▶ **YOUR INSTRUCTIONS**:
Would you please return the lines of the material that contain the word "power"?

★ ★ ★

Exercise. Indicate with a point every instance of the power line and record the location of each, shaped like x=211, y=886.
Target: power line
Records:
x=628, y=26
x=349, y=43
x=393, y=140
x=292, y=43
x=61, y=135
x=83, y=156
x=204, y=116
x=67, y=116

★ ★ ★

▶ **ANSWER BOX**:
Exercise. Indicate with a point every instance of the power line and record the location of each, shaped like x=211, y=886.
Target: power line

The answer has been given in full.